─── QUOTED PASSAGE ───

The Gentle Birth Book: Practical Guide to LeBoyer Family-Centered Delivery by Nancy Berezin, Pocket Books, 1980

Reviewed by John A. Speyrer

This book, which unfortunately is no longer in print, is an interesting, well-written analysis of French obstetrician Frederick LeBoyer's contributions to immediate post-birth neo-natal care.

After having experienced an unhappy aftermath of the birth of her daughter, the author, a journalist, was assigned to write an article about gentle childbirth. At first she was skeptical, but later she became so thoroughly convinced of the merits of LeBoyer's philosophy of childbirth that she decided to write The Gentle Birth Book. That she has succeeded admirably in conveying to others her excitement and enthusiasm soon becomes evident to the reader.

In discussing birth from the baby's viewpoint, the author provides evidence that the newborn is a sentient vulnerable person. She includes quotations from Dr. Arthur Janov's The Primal Scream and Primal Man:The New Consciousness to show how the pain of birth may be repressed and defended against with subsequent neurosis.

In Chapter 3, Berezin recounts the story of Dr. LeBoyer, who joined the concept that babies could feel with the position that they should be relieved of the pains of their birth. During his psychoanalysis, LeBoyer claimed to have re-experienced aspects of his own birth. In 1975, he wrote Birth Without Violence.

The main key to his understanding how immediate post-birth care could prevent future suffering was that new findings in neurology suggested that the time period immediately following a trauma could be used to nullify the effects of that trauma. Something could be done to prevent the effects of the trauma from becoming a fixed memory. By changing the environment after birth, LeBoyer reasoned that perhaps later neurosis could be prevented. By analyzing all aspects of post-birth infantile experiences, he decided that a more gentle handling of the newborn might provide the necessary means of reducing the infant's agony.

Gentle birth consists of the following elements:

  • A family-centered birth experience with no unnecessary medical intervention.

─── DATASET ───

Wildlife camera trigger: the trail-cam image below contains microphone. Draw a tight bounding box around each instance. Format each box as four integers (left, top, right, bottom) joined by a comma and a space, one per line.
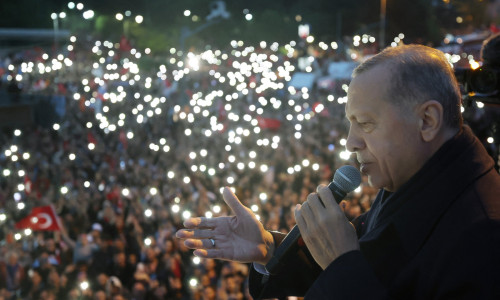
266, 166, 361, 274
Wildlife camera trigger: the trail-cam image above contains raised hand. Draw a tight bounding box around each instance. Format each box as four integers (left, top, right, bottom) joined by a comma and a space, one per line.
176, 187, 274, 265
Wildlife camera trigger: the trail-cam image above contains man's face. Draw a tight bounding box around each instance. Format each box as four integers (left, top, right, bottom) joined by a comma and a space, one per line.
346, 65, 424, 191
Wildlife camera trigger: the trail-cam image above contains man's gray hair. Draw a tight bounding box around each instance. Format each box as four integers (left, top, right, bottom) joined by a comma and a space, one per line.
352, 45, 463, 128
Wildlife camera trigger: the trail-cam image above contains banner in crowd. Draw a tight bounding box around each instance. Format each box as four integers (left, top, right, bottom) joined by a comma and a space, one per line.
15, 205, 61, 231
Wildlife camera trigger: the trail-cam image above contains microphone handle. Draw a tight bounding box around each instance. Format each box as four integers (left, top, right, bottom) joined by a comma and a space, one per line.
266, 181, 346, 275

───

**TASKS FOR THIS EXERCISE:**
(1) According to the review of The Gentle Birth Book, what was the book's author working as when she was assigned to write about gentle childbirth?
(2) Restate the paragraph of the review of The Gentle Birth Book that begins "The main key to his understanding" as a short list of its main points.
(3) Carry on the review of The Gentle Birth Book from its last line.
These entries come from a separate source.

**EXPECTED OUTPUTS:**
(1) She was a journalist.

(2)
- New findings in neurology suggested that the period right after a trauma could be used to cancel out its effects.
- Something could be done in that period to keep the trauma from becoming a fixed memory.
- LeBoyer reasoned that changing the environment after birth might prevent later neurosis.
- After analyzing all aspects of post-birth infant experience, he concluded that gentler handling of the newborn might reduce the infant's agony.

(3)
  • Natural childbirth classes and little use of pain killers during delivery.
  • A darkened, unair-conditioned room for delivery.
  • Delayed cutting of the umbilical cord until it stops pulsating.
  • Placing of the newborn on its mother's abdomen for drainage of mucous and for skin contact.
  • Gentle hand massage of the infant and the use of a body temperature bath.
  • Early (almost immediate) nursing.
  • Extended parent-infant contact during the hospital stay.

The book goes into a detailed analysis of each of the above elements, with the remainder of the book focusing on the attributes of the LeBoyer babies and hints for finding a sympathetic obstetrician.

The only study of the LeBoyer babies was made in France. Intelligence tests indicated more rapid development of motor skills with an unexplained ambidexterity. Toilet training and self-feeding were advanced; however, speech development was at normal rates. There were few complaints from mothers of colic and irritable crying in their gentle birthed infants.

The author concludes by emphasizing that since safe and relatively painless deliveries are realities at the present time, caring for the newborn itself should be the only real issue. The techniques described are only a means to this end, she stresses, and gentle birth in actuality is really a state of mind. Highly recommended reading.